╭─ Excerpt

This is where the power of cross tab queries comes in. A cross tab query will examine data beforehand and then dynamically build an SQL statement consisting of a variable number of CASE statements. So if in the above example two new categories were added to the sales table, a cross tab query would examine the category column of the sales table, build an SQL statement (like the one shown in Figure 2) with a CASE statement for each distinct value in the Category column, and run the query.

The cross tab query has four components: data source, row headings, column heading, and aggregate values.

To build a cross tab query with CRTCTSQL, you need to specify a valid SQL SELECT statement as the data source. A sample data source would simply be SELECT * FROM SALES.

Row headings are specified by selecting one or more column names or expressions from the base SELECT statement. These row headings are used just like columns specified in a GROUP BY clause; that is, the data is summarized in rows by the values in these columns. Examples of row values could be ITEMNO or SUBSTR(ITEMNO,3,3).

The column heading is the name of a single column name or expression. When the cross tab query is run, the column name or expression specified for the column heading is scanned against the base table and a list of unique values is built. Each one of these unique values will be placed in a CASE statement so that the data will be "pivoted" by column. Examples of data to use in a pivoted column would be CUSTNAME or YEAR(DATE) || '-' || MONTH(DATE).

╰─
╭─ Given information

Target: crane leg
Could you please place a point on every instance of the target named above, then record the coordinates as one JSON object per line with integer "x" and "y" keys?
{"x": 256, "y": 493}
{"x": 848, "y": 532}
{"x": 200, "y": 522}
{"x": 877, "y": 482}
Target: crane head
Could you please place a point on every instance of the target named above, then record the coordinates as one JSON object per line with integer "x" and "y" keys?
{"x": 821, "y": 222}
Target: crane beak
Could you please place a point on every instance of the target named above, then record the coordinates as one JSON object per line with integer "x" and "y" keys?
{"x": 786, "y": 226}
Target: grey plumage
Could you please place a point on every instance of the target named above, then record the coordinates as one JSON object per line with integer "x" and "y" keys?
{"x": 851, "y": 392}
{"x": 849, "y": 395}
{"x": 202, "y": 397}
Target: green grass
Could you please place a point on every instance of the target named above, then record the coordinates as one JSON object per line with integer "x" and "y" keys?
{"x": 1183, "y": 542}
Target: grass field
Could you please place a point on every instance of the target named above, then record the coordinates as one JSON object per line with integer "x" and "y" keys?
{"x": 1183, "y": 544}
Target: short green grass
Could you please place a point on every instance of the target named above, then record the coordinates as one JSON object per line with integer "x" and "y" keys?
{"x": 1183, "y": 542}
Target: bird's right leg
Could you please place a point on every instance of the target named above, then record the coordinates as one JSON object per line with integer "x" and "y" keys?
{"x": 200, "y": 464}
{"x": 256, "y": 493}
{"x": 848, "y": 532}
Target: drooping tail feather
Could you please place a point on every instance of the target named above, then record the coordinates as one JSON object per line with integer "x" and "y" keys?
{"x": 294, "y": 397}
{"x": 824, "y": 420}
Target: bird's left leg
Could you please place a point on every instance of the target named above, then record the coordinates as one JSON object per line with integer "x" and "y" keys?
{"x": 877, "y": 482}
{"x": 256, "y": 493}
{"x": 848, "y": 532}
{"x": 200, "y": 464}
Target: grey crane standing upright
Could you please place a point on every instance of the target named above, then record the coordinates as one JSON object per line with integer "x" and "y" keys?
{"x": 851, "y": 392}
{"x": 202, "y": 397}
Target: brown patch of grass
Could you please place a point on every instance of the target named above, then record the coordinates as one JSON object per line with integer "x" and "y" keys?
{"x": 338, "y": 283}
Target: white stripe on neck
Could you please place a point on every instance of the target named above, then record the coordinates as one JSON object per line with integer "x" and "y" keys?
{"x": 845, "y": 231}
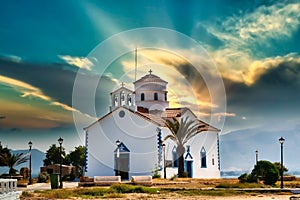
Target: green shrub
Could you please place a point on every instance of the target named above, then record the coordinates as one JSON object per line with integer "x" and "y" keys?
{"x": 43, "y": 177}
{"x": 243, "y": 178}
{"x": 156, "y": 172}
{"x": 265, "y": 171}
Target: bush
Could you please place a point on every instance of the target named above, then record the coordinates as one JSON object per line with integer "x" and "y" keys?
{"x": 43, "y": 177}
{"x": 243, "y": 178}
{"x": 156, "y": 172}
{"x": 265, "y": 171}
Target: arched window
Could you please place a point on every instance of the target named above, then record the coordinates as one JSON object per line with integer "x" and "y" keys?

╰─

# What you need to do
1. According to the excerpt on cross tab queries, what are the four components of a cross tab query?
2. Reproduce the passage of the excerpt on cross tab queries between "The cross tab query has" and "SELECT * FROM SALES.", inclusive.
The entries play no role here.

# Answers given
1. Data source, row headings, column heading, and aggregate values.

2.
The cross tab query has four components: data source, row headings, column heading, and aggregate values.

To build a cross tab query with CRTCTSQL, you need to specify a valid SQL SELECT statement as the data source. A sample data source would simply be SELECT * FROM SALES.